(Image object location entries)
:::::

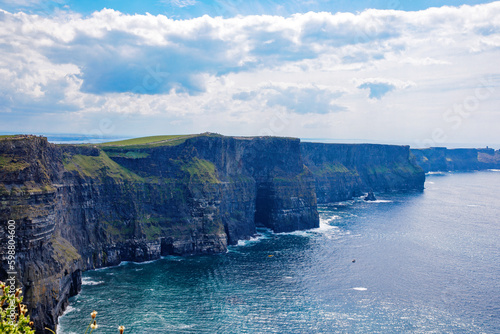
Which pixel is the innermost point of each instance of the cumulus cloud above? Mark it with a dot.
(305, 64)
(300, 99)
(379, 87)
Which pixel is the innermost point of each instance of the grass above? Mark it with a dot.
(100, 166)
(200, 170)
(8, 165)
(331, 168)
(148, 141)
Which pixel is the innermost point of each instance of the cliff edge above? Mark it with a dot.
(80, 207)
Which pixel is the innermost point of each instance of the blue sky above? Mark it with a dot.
(422, 73)
(194, 8)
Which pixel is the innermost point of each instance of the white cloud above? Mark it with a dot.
(229, 71)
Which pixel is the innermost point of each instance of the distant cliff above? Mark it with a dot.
(342, 171)
(79, 207)
(461, 159)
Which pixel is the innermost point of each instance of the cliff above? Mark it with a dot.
(442, 159)
(79, 207)
(343, 171)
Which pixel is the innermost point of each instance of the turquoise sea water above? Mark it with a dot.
(425, 263)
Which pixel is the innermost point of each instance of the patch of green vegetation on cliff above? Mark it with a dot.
(331, 168)
(98, 167)
(378, 169)
(405, 168)
(153, 141)
(199, 170)
(8, 136)
(118, 230)
(3, 190)
(9, 164)
(127, 154)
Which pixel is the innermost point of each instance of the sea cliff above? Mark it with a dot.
(442, 159)
(80, 207)
(343, 171)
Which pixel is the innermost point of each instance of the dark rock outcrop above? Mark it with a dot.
(344, 171)
(442, 159)
(79, 207)
(83, 207)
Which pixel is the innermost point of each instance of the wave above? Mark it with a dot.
(259, 237)
(380, 201)
(88, 281)
(436, 173)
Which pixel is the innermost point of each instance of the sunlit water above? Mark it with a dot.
(425, 263)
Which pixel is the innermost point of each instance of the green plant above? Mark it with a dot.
(13, 313)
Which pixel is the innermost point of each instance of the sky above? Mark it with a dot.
(420, 73)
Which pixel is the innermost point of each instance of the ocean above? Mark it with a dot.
(422, 262)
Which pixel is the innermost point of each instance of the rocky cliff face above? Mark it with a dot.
(343, 171)
(442, 159)
(83, 207)
(79, 207)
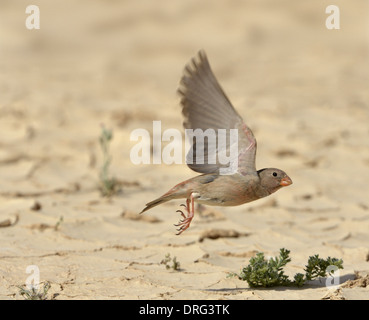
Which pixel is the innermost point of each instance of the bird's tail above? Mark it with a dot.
(156, 202)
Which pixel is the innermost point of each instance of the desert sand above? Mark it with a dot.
(301, 88)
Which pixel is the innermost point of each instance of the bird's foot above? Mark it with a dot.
(184, 223)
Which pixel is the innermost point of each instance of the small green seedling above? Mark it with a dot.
(33, 293)
(269, 273)
(108, 185)
(175, 264)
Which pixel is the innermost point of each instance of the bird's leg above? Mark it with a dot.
(186, 221)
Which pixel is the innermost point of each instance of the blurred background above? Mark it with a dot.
(302, 89)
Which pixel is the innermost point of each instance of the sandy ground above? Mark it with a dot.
(302, 89)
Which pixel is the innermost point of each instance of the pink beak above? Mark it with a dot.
(286, 181)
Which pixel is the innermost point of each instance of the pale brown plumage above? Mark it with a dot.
(205, 106)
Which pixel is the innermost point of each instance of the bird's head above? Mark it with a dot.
(273, 179)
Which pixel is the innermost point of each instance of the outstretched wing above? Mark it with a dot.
(206, 107)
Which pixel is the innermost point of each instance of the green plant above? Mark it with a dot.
(269, 273)
(108, 185)
(175, 264)
(58, 223)
(33, 293)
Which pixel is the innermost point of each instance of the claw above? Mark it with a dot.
(184, 223)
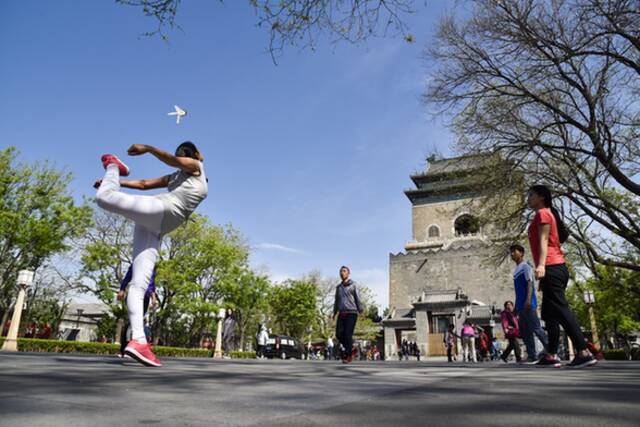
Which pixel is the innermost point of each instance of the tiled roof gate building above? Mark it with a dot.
(446, 272)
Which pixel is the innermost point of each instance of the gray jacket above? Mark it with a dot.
(347, 298)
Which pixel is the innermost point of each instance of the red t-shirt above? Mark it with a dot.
(554, 251)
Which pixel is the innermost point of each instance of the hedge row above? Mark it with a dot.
(58, 346)
(619, 354)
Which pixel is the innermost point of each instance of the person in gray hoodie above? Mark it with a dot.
(346, 306)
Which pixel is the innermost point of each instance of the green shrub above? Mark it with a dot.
(616, 354)
(181, 352)
(58, 346)
(243, 354)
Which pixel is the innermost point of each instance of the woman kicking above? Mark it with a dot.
(153, 216)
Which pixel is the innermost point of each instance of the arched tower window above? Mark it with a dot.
(466, 224)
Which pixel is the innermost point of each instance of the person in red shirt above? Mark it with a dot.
(546, 233)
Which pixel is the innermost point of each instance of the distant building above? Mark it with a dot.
(447, 272)
(80, 321)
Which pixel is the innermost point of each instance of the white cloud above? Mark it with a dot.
(266, 246)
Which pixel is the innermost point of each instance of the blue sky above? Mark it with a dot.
(308, 159)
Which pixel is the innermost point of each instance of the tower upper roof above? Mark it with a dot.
(447, 179)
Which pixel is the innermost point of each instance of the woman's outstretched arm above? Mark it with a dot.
(187, 164)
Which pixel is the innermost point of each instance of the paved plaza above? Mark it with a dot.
(79, 390)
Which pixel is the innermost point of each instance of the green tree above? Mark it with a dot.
(552, 89)
(38, 219)
(301, 22)
(105, 256)
(247, 293)
(200, 265)
(294, 308)
(617, 301)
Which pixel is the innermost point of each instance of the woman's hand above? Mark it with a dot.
(138, 149)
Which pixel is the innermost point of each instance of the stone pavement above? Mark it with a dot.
(80, 390)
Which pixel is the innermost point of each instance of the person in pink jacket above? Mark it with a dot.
(511, 332)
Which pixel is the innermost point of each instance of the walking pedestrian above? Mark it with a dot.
(153, 216)
(450, 342)
(229, 334)
(261, 339)
(468, 335)
(346, 307)
(546, 233)
(330, 348)
(511, 332)
(526, 305)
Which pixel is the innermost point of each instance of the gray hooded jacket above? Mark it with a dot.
(347, 298)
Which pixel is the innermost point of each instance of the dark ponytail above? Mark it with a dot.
(545, 193)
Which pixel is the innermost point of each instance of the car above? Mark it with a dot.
(282, 347)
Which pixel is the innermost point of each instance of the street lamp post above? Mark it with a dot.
(25, 277)
(217, 353)
(590, 299)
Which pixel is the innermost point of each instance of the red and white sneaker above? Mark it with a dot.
(142, 353)
(109, 159)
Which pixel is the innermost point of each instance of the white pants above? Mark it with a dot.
(469, 348)
(146, 212)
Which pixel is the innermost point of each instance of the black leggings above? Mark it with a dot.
(556, 311)
(515, 346)
(344, 331)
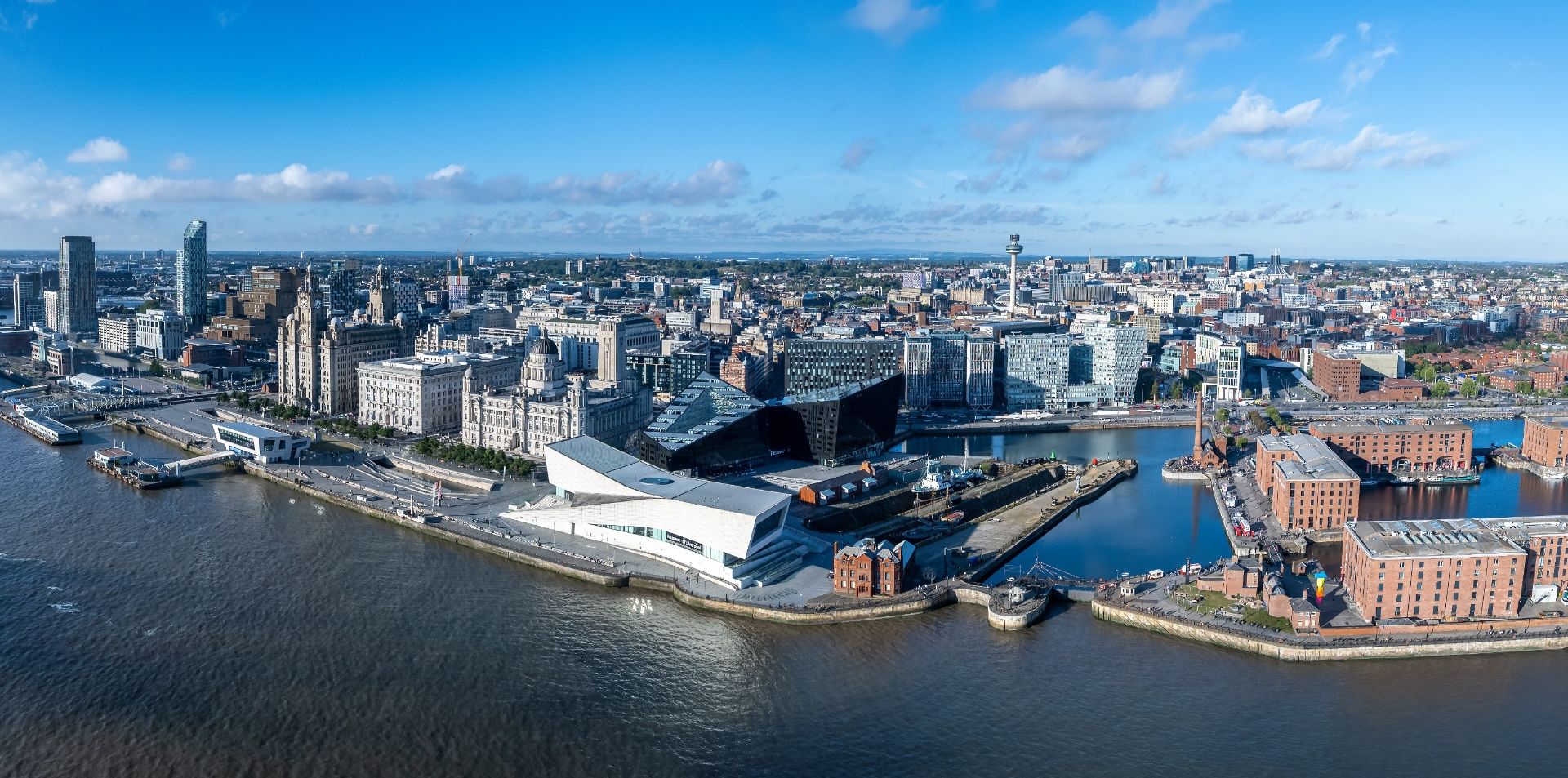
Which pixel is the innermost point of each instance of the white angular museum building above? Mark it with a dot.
(728, 534)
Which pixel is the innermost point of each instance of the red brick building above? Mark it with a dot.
(1308, 485)
(871, 568)
(1388, 447)
(1547, 441)
(1433, 570)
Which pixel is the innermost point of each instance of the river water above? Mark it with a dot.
(234, 628)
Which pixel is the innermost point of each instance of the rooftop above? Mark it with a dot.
(253, 429)
(654, 482)
(1385, 429)
(1431, 538)
(703, 408)
(831, 393)
(1314, 460)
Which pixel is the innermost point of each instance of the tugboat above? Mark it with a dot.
(933, 482)
(127, 468)
(1454, 480)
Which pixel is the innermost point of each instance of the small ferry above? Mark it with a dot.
(127, 468)
(1454, 480)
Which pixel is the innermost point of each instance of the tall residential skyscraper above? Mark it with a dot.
(190, 275)
(27, 299)
(1118, 353)
(76, 309)
(1013, 250)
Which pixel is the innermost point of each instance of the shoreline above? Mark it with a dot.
(1288, 651)
(915, 601)
(946, 594)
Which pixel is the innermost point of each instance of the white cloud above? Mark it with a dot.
(1169, 20)
(451, 171)
(1324, 52)
(715, 182)
(891, 20)
(1363, 68)
(1068, 90)
(298, 182)
(857, 154)
(1383, 149)
(1254, 115)
(30, 190)
(99, 149)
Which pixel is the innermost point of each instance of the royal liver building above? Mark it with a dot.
(318, 357)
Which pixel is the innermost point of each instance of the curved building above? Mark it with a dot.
(724, 532)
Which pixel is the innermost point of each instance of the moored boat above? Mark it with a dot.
(127, 468)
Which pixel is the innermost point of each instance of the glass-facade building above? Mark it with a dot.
(190, 275)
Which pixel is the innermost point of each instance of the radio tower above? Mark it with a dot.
(1013, 250)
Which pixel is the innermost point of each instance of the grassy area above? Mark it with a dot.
(333, 447)
(1213, 601)
(1264, 620)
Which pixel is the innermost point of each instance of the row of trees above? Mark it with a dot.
(264, 407)
(472, 456)
(350, 427)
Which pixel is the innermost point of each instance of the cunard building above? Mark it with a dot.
(550, 405)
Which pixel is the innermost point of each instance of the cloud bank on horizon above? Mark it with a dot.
(1178, 126)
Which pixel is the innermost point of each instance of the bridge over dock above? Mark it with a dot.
(195, 463)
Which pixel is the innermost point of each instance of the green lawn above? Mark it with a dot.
(1217, 601)
(333, 447)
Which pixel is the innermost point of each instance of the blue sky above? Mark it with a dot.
(1175, 127)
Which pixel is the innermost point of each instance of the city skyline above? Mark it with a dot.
(1172, 127)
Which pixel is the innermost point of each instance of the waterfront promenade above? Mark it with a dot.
(470, 518)
(1156, 611)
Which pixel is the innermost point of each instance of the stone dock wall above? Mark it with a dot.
(940, 595)
(1302, 653)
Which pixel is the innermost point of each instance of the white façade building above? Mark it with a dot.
(424, 394)
(259, 442)
(720, 531)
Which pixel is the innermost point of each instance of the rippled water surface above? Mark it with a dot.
(234, 628)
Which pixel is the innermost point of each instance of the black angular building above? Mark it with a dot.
(712, 429)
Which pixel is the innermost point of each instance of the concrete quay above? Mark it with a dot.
(1513, 460)
(1000, 536)
(1338, 645)
(621, 570)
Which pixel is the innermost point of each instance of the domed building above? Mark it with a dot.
(545, 374)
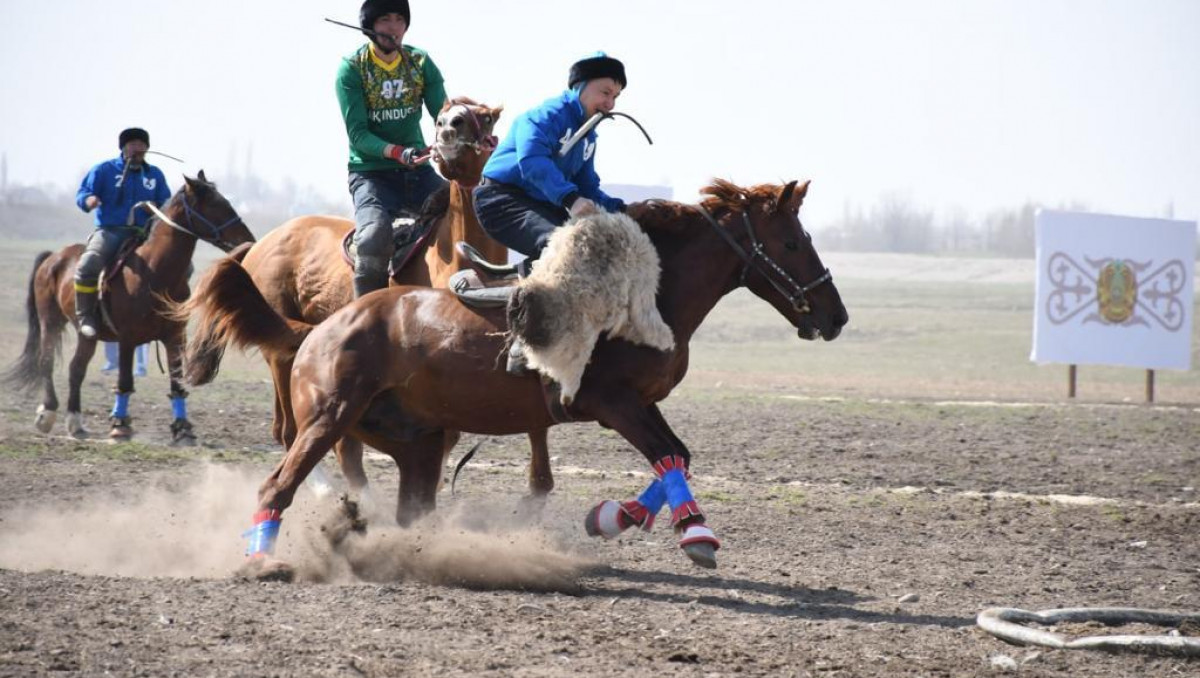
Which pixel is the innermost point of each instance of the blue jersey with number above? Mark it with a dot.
(118, 196)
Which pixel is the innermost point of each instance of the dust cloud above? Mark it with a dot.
(195, 531)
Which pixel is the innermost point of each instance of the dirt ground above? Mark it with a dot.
(119, 559)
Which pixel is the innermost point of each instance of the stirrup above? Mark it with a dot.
(473, 292)
(481, 265)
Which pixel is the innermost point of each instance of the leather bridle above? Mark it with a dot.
(772, 271)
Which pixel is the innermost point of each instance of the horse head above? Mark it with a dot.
(204, 213)
(780, 264)
(463, 139)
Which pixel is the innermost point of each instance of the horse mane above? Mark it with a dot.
(725, 196)
(720, 197)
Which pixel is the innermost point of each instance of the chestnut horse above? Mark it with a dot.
(153, 274)
(400, 367)
(300, 271)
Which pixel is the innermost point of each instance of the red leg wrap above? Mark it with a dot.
(671, 463)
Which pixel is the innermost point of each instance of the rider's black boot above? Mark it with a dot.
(85, 312)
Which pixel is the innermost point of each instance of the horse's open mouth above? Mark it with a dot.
(810, 331)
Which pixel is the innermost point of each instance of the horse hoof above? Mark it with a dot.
(46, 419)
(702, 553)
(181, 435)
(75, 425)
(267, 569)
(121, 431)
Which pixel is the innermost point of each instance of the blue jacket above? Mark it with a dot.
(528, 155)
(117, 201)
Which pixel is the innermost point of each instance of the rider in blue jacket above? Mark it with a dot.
(529, 189)
(112, 189)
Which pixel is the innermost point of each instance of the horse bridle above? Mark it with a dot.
(796, 297)
(483, 143)
(191, 214)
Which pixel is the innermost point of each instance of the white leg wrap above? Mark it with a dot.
(46, 419)
(696, 534)
(606, 522)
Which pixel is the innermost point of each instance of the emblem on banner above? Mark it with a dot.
(1116, 292)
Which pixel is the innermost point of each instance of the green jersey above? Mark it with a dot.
(382, 103)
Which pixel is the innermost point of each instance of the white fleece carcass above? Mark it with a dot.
(598, 274)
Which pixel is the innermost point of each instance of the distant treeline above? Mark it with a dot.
(895, 225)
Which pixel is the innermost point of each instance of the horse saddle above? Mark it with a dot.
(103, 301)
(408, 237)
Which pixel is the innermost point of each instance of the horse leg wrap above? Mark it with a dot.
(179, 407)
(641, 511)
(685, 515)
(121, 406)
(609, 519)
(264, 533)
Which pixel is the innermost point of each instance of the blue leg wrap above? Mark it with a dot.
(264, 534)
(676, 486)
(121, 407)
(179, 407)
(653, 497)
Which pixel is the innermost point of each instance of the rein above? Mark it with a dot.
(192, 214)
(797, 295)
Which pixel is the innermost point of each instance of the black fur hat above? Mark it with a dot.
(132, 133)
(372, 10)
(599, 65)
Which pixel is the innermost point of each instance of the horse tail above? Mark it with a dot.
(228, 307)
(27, 371)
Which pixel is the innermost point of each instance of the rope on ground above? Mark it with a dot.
(1006, 623)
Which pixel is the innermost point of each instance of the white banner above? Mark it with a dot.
(1114, 291)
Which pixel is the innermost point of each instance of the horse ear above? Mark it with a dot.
(792, 196)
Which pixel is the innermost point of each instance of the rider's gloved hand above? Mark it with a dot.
(582, 207)
(408, 156)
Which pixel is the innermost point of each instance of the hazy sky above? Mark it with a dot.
(970, 105)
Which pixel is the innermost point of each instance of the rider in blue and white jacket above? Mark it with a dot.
(112, 189)
(528, 187)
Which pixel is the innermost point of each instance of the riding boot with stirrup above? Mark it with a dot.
(85, 312)
(370, 274)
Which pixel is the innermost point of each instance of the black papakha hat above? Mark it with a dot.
(372, 10)
(131, 135)
(599, 65)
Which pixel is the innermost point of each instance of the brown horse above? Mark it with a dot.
(400, 367)
(135, 301)
(300, 271)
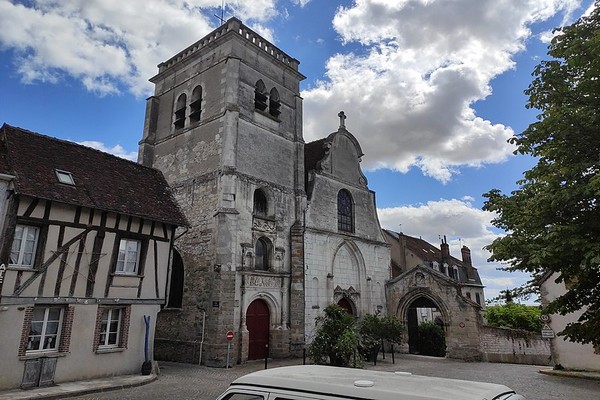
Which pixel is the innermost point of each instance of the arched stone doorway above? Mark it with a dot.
(258, 323)
(346, 305)
(421, 310)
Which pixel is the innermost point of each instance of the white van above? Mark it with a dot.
(311, 382)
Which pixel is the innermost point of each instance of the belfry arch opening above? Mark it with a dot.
(423, 310)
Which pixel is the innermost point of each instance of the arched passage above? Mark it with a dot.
(422, 310)
(258, 322)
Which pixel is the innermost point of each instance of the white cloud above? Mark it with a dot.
(109, 45)
(463, 225)
(116, 150)
(409, 95)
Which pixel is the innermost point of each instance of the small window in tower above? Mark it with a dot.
(64, 177)
(345, 211)
(196, 105)
(260, 98)
(180, 111)
(260, 203)
(274, 103)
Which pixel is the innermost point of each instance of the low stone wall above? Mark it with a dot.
(514, 346)
(177, 350)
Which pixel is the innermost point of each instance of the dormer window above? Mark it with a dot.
(179, 120)
(64, 177)
(196, 105)
(274, 103)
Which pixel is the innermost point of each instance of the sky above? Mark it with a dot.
(432, 89)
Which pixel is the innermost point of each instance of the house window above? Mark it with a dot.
(260, 98)
(129, 257)
(345, 217)
(274, 103)
(110, 327)
(179, 120)
(24, 244)
(196, 104)
(260, 203)
(261, 255)
(64, 177)
(44, 329)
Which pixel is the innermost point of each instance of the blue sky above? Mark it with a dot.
(432, 88)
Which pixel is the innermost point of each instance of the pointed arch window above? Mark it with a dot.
(261, 255)
(260, 203)
(274, 103)
(260, 97)
(180, 106)
(196, 104)
(345, 211)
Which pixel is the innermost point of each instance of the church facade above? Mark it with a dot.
(279, 228)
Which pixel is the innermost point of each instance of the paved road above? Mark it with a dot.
(184, 381)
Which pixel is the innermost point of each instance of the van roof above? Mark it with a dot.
(363, 384)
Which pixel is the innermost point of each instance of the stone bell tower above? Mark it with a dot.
(225, 127)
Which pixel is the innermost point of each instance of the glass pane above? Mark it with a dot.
(54, 314)
(51, 328)
(31, 233)
(33, 343)
(50, 342)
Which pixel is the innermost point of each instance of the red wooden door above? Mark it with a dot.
(257, 322)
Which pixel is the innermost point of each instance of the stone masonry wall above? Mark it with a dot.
(514, 346)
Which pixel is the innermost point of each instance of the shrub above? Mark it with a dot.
(432, 341)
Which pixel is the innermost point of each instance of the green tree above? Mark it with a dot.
(432, 340)
(514, 316)
(553, 219)
(337, 339)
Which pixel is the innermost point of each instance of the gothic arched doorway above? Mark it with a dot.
(258, 323)
(346, 305)
(422, 311)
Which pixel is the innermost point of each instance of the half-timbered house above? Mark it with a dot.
(85, 247)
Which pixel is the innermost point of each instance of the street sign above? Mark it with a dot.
(547, 332)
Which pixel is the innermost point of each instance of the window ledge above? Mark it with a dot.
(120, 274)
(42, 354)
(106, 350)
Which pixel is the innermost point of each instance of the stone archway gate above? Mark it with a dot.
(462, 318)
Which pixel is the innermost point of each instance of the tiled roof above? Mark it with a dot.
(102, 181)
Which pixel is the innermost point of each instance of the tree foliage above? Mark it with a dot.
(514, 316)
(432, 340)
(553, 219)
(337, 339)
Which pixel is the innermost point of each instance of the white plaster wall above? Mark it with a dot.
(81, 362)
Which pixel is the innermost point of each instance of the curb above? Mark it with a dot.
(571, 374)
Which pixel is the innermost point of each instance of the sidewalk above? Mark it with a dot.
(70, 389)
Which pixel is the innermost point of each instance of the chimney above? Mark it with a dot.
(467, 263)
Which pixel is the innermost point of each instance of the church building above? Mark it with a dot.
(279, 228)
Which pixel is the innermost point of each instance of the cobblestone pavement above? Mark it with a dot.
(185, 381)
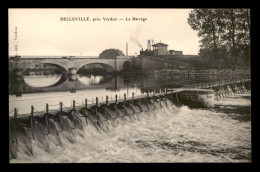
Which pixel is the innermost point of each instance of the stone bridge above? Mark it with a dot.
(70, 65)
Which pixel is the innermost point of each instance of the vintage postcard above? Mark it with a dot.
(129, 85)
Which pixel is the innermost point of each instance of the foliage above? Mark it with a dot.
(225, 35)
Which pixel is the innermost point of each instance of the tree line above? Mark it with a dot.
(225, 36)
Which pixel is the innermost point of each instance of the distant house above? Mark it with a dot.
(160, 49)
(173, 52)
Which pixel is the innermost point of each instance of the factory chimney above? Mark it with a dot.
(149, 45)
(126, 48)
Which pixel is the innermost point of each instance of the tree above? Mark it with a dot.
(224, 33)
(111, 53)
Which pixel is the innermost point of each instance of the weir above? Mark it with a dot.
(51, 126)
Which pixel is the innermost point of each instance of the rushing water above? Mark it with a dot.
(170, 134)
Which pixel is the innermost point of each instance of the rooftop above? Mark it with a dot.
(159, 44)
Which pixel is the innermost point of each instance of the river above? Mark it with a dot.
(170, 134)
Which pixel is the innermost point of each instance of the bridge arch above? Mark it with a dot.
(127, 66)
(107, 67)
(60, 67)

:::::

### WHAT YOU ARE ASKED TO DO
Output verbatim the lines beginning at the line with "the chimney above? Mark it with a dot." and ending at the last line of the material above, inclusive. Do not carry over any pictures.

### TASK RESPONSE
Which pixel is the innermost point of each instance of the chimney above? Mark it with a dot.
(467, 263)
Which pixel is the innermost point of each instance of the church building above? Mark it with a dot.
(279, 228)
Which pixel is the innermost point of each instance of the cobblestone pavement above? Mark it with a dot.
(185, 381)
Which pixel is the innermost point of each instance of the stone bridge above? Mark it with a dot.
(70, 65)
Which pixel is the innermost point of each instance of the vintage postcard above? Mark it with a dot.
(129, 85)
Which pixel is the innermost point of each instance of the foliage above? Mark it with a dot.
(225, 35)
Which pixel is the innermost point of each instance of the tree line above? Mark it with a dot.
(225, 36)
Which pixel is the innermost point of each instance of the distant house above? Mark it with a dot.
(160, 49)
(173, 52)
Which pixel is the innermost point of each instance of the factory chimney above? Mark it with a dot.
(149, 45)
(126, 48)
Which pixel is the innermost point of each instance of the tree above? Mark it with a dot.
(224, 33)
(111, 53)
Which pixel is the innermost point of each instance of the weir above? Mark it with a dot.
(51, 126)
Which pixel is the innermost point of each instance of the rushing water above? Mark it with a dot.
(170, 134)
Which pixel is the innermost point of each instance of the rooftop above? Mark it with a dot.
(159, 44)
Which pixel is the innermost point of each instance of the river above? Mark it with a dot.
(170, 134)
Which pixel is the innermost point of each instance of the bridge arch above? Mark it with a dot.
(127, 66)
(107, 67)
(60, 67)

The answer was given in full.